> [Set problem 1]:
Could you write out the whole forum thread on intent matching word for word?

> [Extract]:
>> Start
Matching intent on sentence that contains words

jjdenhertog · March 19, 2024, 7:45am

Hi

I’m switching from a Rhasspy voice setup to the new Home Assistant voice setup and find it challenging to get consistent matches via Whisper. One of the challenges I’m facing is that sometimes extra words are detected and that messes up the intent matching.

Currently I’m hacking this using wildcards to ignore extra words. But the most ideal solution would be if the intents could be matched on the existence of specific words. So if a sentence contains “lights” and “on” it would use that intent. No matter what the other words in the sentence are.

Is anyone facing similar issues? And is something like this (matching on some words only) possible?

Cheers!

mchk · March 23, 2024, 1:32pm

Try using VOSK. you can set a fixed dictionary of acceptable phrases in it

jjdenhertog · March 24, 2024, 2:33pm

Awesome, this was just what I was looking for!

jjdenhertog · March 26, 2024, 2:30pm

@mchk Do you by any chance also know how I can support a numbered range in VOSK? I can’t find it anywhere. The configuration below doesn’t seem to work with VOSK:

  volume:
    range:
      from: 0
      to: 50

mchk · March 26, 2024, 5:03pm

It is necessary to use a list. See the attached example.

github.com

rhasspy/wyoming-vosk/blob/c78f71bef3e4811b3f9c5ece765cfd33ae4721c2/examples/en.yaml

sentences:
  - turn (on|off) [the] ({device}|{light})
  - turn (on|off) [the] ({area} lights | lights in {area})
  - turn [the] ({device}|{light}) (on|off)
  - (set|change) [the] ({light}|{area} lights) [to] {color}
  - (set|change) [the] ({light}|{area} lights) (brightness [to ]<brightness>|[to ]<brightness> [brightness])
>> End
> [Set problem 2]:
Could you give the records again, from the line with "Target: red curly hair" through the end of the records, changing "square brackets" to "round brackets" and leaving all else unchanged?

> [Data shown]:
>> Start
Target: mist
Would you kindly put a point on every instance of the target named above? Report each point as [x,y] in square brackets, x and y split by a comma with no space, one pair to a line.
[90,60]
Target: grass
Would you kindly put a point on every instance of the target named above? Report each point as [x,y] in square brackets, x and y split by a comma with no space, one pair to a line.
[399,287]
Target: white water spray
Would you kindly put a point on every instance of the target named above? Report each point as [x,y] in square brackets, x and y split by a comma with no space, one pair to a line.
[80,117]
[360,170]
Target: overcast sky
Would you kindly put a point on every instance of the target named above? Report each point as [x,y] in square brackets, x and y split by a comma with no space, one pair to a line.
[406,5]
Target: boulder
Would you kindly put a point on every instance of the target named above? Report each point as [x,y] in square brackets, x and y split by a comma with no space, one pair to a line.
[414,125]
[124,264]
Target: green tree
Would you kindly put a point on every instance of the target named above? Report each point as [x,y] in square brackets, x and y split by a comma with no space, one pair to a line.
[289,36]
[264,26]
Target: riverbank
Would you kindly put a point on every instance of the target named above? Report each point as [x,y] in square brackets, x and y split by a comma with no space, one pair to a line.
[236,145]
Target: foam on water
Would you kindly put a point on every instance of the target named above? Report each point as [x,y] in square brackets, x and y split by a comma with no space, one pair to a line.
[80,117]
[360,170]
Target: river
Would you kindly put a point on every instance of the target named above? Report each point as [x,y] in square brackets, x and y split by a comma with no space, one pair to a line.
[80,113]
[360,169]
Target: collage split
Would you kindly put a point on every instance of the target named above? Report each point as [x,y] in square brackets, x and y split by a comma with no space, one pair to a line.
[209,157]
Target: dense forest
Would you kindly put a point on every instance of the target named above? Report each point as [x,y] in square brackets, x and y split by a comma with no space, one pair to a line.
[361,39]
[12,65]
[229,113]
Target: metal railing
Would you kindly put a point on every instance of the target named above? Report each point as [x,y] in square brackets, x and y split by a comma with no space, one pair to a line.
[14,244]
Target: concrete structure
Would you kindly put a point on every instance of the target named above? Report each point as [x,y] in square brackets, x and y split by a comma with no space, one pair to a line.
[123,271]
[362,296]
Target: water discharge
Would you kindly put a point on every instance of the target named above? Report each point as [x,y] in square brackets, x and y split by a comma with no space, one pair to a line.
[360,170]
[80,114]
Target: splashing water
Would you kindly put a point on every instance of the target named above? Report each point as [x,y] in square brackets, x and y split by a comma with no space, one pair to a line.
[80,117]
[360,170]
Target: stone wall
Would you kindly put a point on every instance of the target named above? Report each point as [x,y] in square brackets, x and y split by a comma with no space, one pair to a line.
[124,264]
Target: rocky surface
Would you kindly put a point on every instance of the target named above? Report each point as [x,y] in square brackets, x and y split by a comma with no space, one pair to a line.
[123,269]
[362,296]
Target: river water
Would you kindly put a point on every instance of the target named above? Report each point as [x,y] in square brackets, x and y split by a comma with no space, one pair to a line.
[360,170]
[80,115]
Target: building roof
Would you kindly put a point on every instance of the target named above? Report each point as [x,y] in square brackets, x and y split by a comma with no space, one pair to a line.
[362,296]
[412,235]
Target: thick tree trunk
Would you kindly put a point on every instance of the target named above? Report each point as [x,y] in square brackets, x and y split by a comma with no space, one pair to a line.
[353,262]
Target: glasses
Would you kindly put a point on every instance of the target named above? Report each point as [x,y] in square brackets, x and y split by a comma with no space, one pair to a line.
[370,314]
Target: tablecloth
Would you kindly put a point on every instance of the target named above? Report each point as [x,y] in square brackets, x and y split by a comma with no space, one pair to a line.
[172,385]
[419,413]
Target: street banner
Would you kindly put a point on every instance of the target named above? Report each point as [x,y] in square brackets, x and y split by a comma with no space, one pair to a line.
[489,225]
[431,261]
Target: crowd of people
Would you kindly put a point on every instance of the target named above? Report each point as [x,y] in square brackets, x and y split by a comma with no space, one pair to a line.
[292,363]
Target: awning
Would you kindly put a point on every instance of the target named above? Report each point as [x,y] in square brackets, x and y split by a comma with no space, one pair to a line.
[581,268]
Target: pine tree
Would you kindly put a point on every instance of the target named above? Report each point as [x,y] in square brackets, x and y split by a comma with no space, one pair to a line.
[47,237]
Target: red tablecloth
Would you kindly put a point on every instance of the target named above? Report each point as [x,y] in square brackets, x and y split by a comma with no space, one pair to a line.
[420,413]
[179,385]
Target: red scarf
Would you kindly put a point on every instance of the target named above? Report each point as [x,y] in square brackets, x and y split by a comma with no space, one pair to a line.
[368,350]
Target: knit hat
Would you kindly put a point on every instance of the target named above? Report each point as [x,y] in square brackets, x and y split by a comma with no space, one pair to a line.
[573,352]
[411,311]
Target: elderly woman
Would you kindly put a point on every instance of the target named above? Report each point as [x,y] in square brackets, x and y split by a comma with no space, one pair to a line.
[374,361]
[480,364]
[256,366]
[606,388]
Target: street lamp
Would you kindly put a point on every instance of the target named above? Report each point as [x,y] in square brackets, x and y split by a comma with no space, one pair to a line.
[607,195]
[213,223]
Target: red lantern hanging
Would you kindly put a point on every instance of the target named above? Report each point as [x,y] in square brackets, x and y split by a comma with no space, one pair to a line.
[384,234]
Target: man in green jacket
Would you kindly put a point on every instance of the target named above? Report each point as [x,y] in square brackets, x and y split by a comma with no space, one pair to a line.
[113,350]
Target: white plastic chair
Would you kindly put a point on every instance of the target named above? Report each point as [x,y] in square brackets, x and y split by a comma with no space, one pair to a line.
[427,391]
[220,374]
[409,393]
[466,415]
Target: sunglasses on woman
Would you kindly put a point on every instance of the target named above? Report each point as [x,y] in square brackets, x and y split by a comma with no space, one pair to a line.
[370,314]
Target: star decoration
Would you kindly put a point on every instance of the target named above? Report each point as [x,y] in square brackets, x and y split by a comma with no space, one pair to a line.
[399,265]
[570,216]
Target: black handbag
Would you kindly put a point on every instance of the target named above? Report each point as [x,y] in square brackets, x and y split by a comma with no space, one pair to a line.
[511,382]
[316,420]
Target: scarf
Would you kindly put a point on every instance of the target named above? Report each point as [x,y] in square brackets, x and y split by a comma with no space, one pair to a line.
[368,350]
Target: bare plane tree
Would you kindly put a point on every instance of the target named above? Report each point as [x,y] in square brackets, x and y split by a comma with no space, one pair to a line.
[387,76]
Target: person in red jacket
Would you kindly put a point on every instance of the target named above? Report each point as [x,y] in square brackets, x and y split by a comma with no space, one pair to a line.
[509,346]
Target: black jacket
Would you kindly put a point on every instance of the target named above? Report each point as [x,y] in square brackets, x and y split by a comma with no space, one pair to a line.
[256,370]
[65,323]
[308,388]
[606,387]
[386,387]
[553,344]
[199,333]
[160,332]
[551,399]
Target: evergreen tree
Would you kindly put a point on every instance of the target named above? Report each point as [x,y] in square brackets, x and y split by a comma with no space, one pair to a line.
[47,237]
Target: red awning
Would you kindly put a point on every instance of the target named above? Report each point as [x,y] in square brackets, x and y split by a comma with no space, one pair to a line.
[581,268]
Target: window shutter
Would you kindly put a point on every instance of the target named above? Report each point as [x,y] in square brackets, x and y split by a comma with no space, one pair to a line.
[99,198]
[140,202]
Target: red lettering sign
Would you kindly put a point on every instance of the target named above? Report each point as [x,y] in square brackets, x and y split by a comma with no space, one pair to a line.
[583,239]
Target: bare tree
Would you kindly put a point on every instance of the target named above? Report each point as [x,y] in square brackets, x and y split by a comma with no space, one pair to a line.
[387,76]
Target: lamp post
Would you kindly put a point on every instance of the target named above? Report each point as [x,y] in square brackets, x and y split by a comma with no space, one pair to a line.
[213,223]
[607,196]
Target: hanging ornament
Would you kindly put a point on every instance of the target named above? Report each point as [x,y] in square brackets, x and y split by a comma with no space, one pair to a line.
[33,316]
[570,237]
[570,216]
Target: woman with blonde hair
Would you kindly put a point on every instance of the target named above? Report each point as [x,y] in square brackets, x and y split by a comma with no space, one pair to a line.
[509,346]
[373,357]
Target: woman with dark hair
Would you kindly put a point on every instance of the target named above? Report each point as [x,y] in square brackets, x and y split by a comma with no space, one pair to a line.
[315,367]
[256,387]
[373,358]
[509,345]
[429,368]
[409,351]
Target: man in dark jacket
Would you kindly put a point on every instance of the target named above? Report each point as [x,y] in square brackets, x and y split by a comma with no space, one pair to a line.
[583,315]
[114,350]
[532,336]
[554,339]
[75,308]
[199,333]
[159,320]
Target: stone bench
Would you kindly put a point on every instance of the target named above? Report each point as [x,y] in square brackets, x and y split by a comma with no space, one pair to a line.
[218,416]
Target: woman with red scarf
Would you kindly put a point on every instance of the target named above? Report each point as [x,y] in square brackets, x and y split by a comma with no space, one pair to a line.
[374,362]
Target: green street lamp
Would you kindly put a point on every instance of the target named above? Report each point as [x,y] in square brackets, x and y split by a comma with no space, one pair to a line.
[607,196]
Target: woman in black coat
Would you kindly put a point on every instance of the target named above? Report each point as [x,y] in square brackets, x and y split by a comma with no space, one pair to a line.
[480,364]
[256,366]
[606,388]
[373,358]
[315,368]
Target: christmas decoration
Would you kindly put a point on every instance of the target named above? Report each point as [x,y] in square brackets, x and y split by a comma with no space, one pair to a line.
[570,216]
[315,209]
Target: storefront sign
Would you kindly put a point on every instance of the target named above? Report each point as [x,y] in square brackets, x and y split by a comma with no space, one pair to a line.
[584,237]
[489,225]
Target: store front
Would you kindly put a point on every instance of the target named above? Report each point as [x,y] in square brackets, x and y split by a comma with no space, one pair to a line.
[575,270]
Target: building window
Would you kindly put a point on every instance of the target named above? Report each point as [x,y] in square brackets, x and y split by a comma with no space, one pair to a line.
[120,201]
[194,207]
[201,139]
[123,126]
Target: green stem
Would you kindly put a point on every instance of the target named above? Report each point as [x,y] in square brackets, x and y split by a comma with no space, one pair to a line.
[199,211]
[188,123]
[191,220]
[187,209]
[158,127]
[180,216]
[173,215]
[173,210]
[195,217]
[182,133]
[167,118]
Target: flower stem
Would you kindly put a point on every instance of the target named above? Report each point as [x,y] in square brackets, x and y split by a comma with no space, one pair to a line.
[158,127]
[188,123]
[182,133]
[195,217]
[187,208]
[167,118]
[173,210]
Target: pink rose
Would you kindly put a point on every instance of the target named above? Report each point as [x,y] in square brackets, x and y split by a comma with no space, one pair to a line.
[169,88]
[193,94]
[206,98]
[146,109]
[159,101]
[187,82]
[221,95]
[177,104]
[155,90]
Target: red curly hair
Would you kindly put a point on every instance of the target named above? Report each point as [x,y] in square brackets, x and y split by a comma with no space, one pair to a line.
>> End
> [Final result 1]:
Matching intent on sentence that contains words

jjdenhertog · March 19, 2024, 7:45am

Hi

I’m switching from a Rhasspy voice setup to the new Home Assistant voice setup and find it challenging to get consistent matches via Whisper. One of the challenges I’m facing is that sometimes extra words are detected and that messes up the intent matching.

Currently I’m hacking this using wildcards to ignore extra words. But the most ideal solution would be if the intents could be matched on the existence of specific words. So if a sentence contains “lights” and “on” it would use that intent. No matter what the other words in the sentence are.

Is anyone facing similar issues? And is something like this (matching on some words only) possible?

Cheers!

mchk · March 23, 2024, 1:32pm

Try using VOSK. you can set a fixed dictionary of acceptable phrases in it

jjdenhertog · March 24, 2024, 2:33pm

Awesome, this was just what I was looking for!

jjdenhertog · March 26, 2024, 2:30pm

@mchk Do you by any chance also know how I can support a numbered range in VOSK? I can’t find it anywhere. The configuration below doesn’t seem to work with VOSK:

  volume:
    range:
      from: 0
      to: 50

mchk · March 26, 2024, 5:03pm

It is necessary to use a list. See the attached example.

github.com

rhasspy/wyoming-vosk/blob/c78f71bef3e4811b3f9c5ece765cfd33ae4721c2/examples/en.yaml

sentences:
  - turn (on|off) [the] ({device}|{light})
  - turn (on|off) [the] ({area} lights | lights in {area})
  - turn [the] ({device}|{light}) (on|off)
  - (set|change) [the] ({light}|{area} lights) [to] {color}
  - (set|change) [the] ({light}|{area} lights) (brightness [to ]<brightness>|[to ]<brightness> [brightness])

> [Final result 2]:
Target: red curly hair
Would you kindly put a point on every instance of the target named above? Report each point as [x,y] in round brackets, x and y split by a comma with no space, one pair to a line.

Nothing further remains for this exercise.